Exercise details -
Exclude the pictures and transcribe the rest of the data below exactly.

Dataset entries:
▼▼▼

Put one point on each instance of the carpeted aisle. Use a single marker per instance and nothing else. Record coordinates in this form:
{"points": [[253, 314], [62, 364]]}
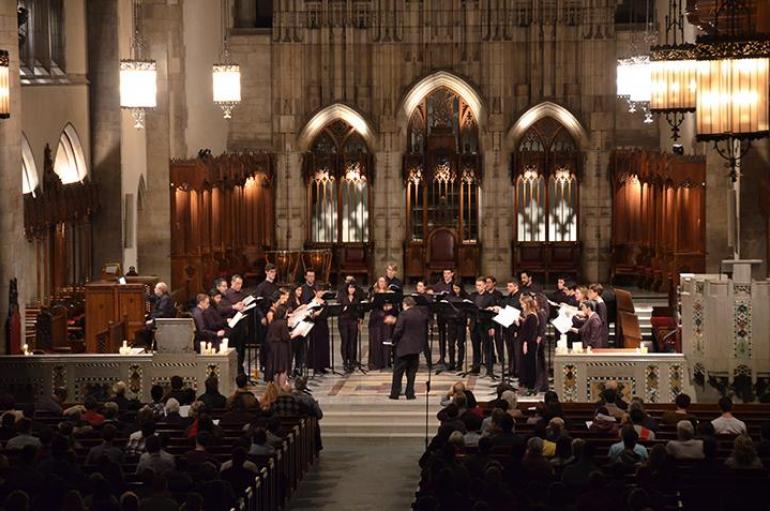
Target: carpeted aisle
{"points": [[361, 473]]}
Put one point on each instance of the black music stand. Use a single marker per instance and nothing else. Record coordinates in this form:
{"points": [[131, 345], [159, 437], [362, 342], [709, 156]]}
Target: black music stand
{"points": [[360, 309], [333, 310]]}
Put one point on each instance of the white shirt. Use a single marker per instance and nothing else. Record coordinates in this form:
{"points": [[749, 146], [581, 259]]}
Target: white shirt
{"points": [[728, 426]]}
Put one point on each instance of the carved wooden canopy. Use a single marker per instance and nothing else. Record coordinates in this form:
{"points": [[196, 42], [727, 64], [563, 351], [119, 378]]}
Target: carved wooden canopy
{"points": [[57, 203], [224, 171]]}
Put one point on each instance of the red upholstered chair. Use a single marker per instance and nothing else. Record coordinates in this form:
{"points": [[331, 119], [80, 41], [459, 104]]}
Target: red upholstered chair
{"points": [[442, 250]]}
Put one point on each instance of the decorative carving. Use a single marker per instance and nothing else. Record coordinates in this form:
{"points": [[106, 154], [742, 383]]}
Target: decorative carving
{"points": [[651, 381]]}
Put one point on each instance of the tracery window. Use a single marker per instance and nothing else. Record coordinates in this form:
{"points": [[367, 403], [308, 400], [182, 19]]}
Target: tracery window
{"points": [[546, 184], [442, 168], [338, 170], [41, 37]]}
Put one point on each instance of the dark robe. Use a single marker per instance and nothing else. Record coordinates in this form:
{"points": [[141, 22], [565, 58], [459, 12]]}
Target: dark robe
{"points": [[379, 332], [601, 311], [279, 358], [527, 334], [591, 332], [203, 329], [318, 353], [541, 370]]}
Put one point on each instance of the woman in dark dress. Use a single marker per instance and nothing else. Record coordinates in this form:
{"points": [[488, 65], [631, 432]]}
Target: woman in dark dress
{"points": [[457, 323], [348, 326], [541, 370], [279, 339], [380, 329], [319, 337], [527, 336]]}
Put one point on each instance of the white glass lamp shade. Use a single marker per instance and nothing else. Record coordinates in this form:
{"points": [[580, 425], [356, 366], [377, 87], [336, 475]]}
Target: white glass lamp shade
{"points": [[5, 85], [732, 98], [138, 83], [226, 86], [673, 79], [623, 78], [639, 80]]}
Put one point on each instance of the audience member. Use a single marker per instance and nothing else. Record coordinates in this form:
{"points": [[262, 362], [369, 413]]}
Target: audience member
{"points": [[155, 458], [185, 396], [726, 424], [685, 447], [628, 451], [672, 417], [23, 436], [212, 397], [249, 399], [107, 448], [744, 456]]}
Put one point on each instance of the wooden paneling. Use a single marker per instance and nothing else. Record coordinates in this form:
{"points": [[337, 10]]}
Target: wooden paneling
{"points": [[658, 223], [222, 218], [112, 302]]}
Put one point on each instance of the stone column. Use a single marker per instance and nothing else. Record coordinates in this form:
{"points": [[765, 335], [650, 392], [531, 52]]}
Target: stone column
{"points": [[16, 257], [104, 99]]}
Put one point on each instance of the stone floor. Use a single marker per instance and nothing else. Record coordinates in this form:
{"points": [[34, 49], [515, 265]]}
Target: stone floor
{"points": [[356, 473]]}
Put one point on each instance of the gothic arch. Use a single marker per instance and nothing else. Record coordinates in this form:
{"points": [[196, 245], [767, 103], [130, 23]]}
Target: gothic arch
{"points": [[547, 109], [438, 79], [328, 114]]}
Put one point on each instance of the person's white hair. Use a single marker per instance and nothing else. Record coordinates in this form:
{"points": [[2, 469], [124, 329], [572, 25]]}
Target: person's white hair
{"points": [[457, 439], [511, 398], [172, 405], [684, 430]]}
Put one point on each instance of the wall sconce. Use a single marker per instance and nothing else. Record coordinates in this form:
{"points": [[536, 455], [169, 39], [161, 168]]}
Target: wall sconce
{"points": [[5, 85]]}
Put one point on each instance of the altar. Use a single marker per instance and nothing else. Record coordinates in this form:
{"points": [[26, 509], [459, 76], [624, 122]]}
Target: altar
{"points": [[655, 377], [28, 377]]}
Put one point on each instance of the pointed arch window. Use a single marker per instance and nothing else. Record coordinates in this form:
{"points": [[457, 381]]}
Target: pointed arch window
{"points": [[29, 174], [545, 178], [70, 161], [338, 171], [442, 168]]}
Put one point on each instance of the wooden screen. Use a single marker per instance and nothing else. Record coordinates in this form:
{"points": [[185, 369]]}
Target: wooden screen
{"points": [[222, 218], [658, 221], [339, 171], [545, 175], [57, 219], [442, 175]]}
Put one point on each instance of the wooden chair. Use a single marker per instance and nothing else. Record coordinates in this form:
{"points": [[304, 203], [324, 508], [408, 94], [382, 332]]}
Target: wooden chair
{"points": [[442, 251]]}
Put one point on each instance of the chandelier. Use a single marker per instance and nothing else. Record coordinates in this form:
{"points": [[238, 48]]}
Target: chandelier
{"points": [[5, 85], [138, 77], [226, 76], [673, 72], [634, 79], [732, 92]]}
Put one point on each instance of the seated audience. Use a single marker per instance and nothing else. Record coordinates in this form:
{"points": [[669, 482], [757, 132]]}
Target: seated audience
{"points": [[636, 418], [260, 445], [685, 447], [726, 424], [185, 396], [211, 397], [250, 401], [23, 436], [744, 456], [672, 417], [107, 448], [155, 459], [628, 451]]}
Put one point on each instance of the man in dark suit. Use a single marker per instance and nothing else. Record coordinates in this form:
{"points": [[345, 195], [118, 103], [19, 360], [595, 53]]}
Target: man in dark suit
{"points": [[162, 304], [408, 340], [204, 329], [309, 287], [443, 287]]}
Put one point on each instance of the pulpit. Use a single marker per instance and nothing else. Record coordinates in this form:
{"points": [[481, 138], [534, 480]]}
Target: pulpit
{"points": [[108, 303]]}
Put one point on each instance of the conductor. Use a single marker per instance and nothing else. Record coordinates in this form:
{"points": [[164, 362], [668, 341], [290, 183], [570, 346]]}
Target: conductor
{"points": [[408, 339]]}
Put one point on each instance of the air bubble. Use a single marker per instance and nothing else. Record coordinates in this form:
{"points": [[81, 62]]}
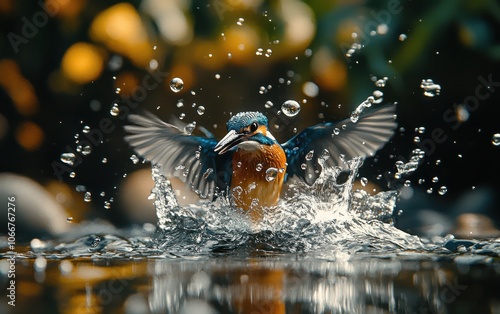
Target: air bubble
{"points": [[430, 88], [87, 197], [442, 190], [290, 108], [68, 158], [134, 159], [495, 140], [86, 150], [176, 84], [310, 155], [200, 110], [114, 111]]}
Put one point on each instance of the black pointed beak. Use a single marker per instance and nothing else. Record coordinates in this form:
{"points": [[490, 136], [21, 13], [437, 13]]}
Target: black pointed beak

▲▲▲

Exercise answer -
Put one point on each instance of the carpeted aisle. Use a single marker per instance and nothing else. Record coordinates in this form:
{"points": [[253, 314], [62, 364]]}
Target: carpeted aisle
{"points": [[361, 473]]}
Put one point on each instance of the black music stand. Use a single marker per instance and nothing else. Record coordinates in this form:
{"points": [[131, 345], [159, 437], [362, 342], [709, 156]]}
Target: black music stand
{"points": [[360, 309], [333, 310]]}
Put one point on each instance of the white shirt. Use a single marker per instance and nothing else. Record coordinates in this form:
{"points": [[749, 146], [581, 259]]}
Target: white shirt
{"points": [[728, 426]]}
Put one point on each instance of the carved wooden canopy. Use a single marker per instance and nothing else. Record coordinates in this form:
{"points": [[196, 42], [727, 64], [563, 351], [119, 378]]}
Target: carved wooden canopy
{"points": [[57, 203], [224, 171]]}
Put one point on each instance of the red upholstered chair. Use a single marker per instance and nothing else. Record coordinates in this form:
{"points": [[331, 119], [80, 41], [459, 104]]}
Target: red upholstered chair
{"points": [[442, 250]]}
Put one point on each instance of the decorative carving. Use a single marker per instance and nothing else. Record coordinates in this form:
{"points": [[106, 154], [742, 383]]}
Target: decorative carving
{"points": [[651, 381]]}
Put one point on each instance of the tracery window. Use a single marker per instance and nothing else. Record coordinates in this form:
{"points": [[367, 403], [308, 400], [182, 19]]}
Target: tracery window
{"points": [[546, 184], [442, 168], [338, 170], [41, 37]]}
Put one point on each instance of the dark robe. Use a single marker per instance and nothing else. Record coordinates in this form:
{"points": [[141, 22], [565, 58], [459, 12]]}
Target: dark robe
{"points": [[379, 332], [601, 311], [279, 358], [527, 334], [591, 332], [203, 329], [318, 353], [541, 370]]}
Put one point on each instance of the woman in dark dress. Use a single marker per instance and nothing else. Record coordinates in this form:
{"points": [[488, 65], [631, 432]]}
Target: woman in dark dress
{"points": [[457, 323], [348, 326], [541, 370], [279, 339], [380, 329], [319, 337], [527, 336]]}
Put one point on each instance of the white glass lamp shade. Use a single marker per instance and nothing else. Record coordinates in this form:
{"points": [[580, 425], [356, 366], [377, 87], [336, 475]]}
Target: white glass lamp shade
{"points": [[5, 85], [732, 98], [138, 83], [226, 86], [673, 79], [623, 78], [639, 80]]}
Put one point on each instance of the audience member. Use a single marker per instance and nothing else. Record coordinates in this form:
{"points": [[262, 362], [369, 413]]}
Target: audience member
{"points": [[155, 458], [185, 396], [726, 424], [685, 447], [628, 451], [672, 417], [23, 436], [212, 397], [249, 399], [107, 448], [744, 456]]}
Put one point on each instance of the wooden paneling. Use a single marker per instance and nothing else. Record coordinates in this form:
{"points": [[337, 10]]}
Target: wooden paneling
{"points": [[658, 223], [222, 218], [112, 302]]}
Put one point on each instance of the stone column. Use a single marker per instance and nothing else. Record coordinates in this form:
{"points": [[765, 335], [650, 392], [531, 52]]}
Target: stone column
{"points": [[16, 257], [104, 99]]}
Put one point on each instance of the stone floor. Use a single marker per instance and nothing else. Record coordinates in this form:
{"points": [[34, 49], [515, 265]]}
Target: stone floor
{"points": [[356, 473]]}
Put one point on each instance of the gothic arch. Use a single marker per instance and nothing else. Record coordinates in this form:
{"points": [[196, 245], [767, 103], [130, 23]]}
Target: gothic arch
{"points": [[547, 109], [438, 79], [328, 114]]}
Put one point on each instance of the person's white hair. Use a single marker per instance and nothing else. Record coordinates in this form:
{"points": [[2, 469], [124, 329], [572, 25]]}
Target: person's white hair
{"points": [[457, 439], [511, 398], [172, 405], [684, 430]]}
Put one point on each instance of the wall sconce. Use a single marker per instance and nothing else. Record coordinates in this form:
{"points": [[536, 455], [169, 39], [161, 168]]}
Target: wall sconce
{"points": [[5, 85]]}
Put one point on each instance of the altar. Use a single marker per instance and nothing else. Record coordinates in this form:
{"points": [[26, 509], [459, 76], [624, 122]]}
Target: altar
{"points": [[655, 377], [28, 377]]}
Put one point on each instance of the pointed arch window. Use a single marker per instance and nothing else. Record coordinates in this form:
{"points": [[457, 381]]}
Target: pointed arch window
{"points": [[29, 174], [545, 178], [70, 161], [338, 171], [442, 168]]}
Put one point on each instance of the wooden screen. Use a single marker per instance and nothing else. Record coordinates in this form:
{"points": [[185, 369]]}
Target: wooden screen
{"points": [[222, 218], [658, 221], [339, 171], [545, 175], [57, 219], [442, 175]]}
Put one point on each instance of the wooden chair. Use a single marker per instance and nothing else. Record coordinates in this form:
{"points": [[304, 203], [324, 508], [408, 94], [382, 332]]}
Target: wooden chair
{"points": [[442, 251]]}
Put one point on each instance of the chandelier. Use a single marker per instance and nothing else. Record coordinates in this form:
{"points": [[238, 48]]}
Target: chandelier
{"points": [[5, 85], [138, 77], [226, 76], [673, 72], [634, 79], [732, 92]]}
Put one point on each instance of the seated audience. Use a single marker per instance and nothing else. Record coordinates in this form:
{"points": [[669, 482], [757, 132]]}
Target: seated audience
{"points": [[636, 418], [260, 445], [685, 447], [726, 424], [185, 396], [211, 397], [250, 401], [23, 436], [744, 456], [672, 417], [107, 448], [155, 459], [628, 451]]}
Put one point on each instance of the man in dark suit. Use a single marker per instance and nothing else. Record coordinates in this form:
{"points": [[345, 195], [118, 103], [19, 360], [595, 53]]}
Target: man in dark suit
{"points": [[162, 304], [408, 340], [204, 329], [309, 287], [443, 287]]}
Put one point on each instance of the pulpit. Use a single marker per instance and nothing else. Record coordinates in this form:
{"points": [[481, 138], [534, 480]]}
Target: pulpit
{"points": [[108, 303]]}
Put one point on each instance of the conductor. Use a single marker per instance and nothing else. Record coordinates in this form:
{"points": [[164, 362], [668, 341], [290, 183], [570, 346]]}
Target: conductor
{"points": [[408, 339]]}
Put one point on each instance of the air bubble. Use a single marker per instance and nothing else. Record coordinates in this form:
{"points": [[81, 62]]}
Target: air bubble
{"points": [[430, 88], [87, 197], [442, 190], [290, 108], [68, 158], [134, 159], [495, 140], [86, 150], [176, 84], [310, 155], [200, 110], [114, 111]]}
Put one point on each instance of the black pointed beak. Use a single marker per instance and nothing else. Record coordinates in this form:
{"points": [[490, 136], [21, 13], [437, 13]]}
Target: black pointed beak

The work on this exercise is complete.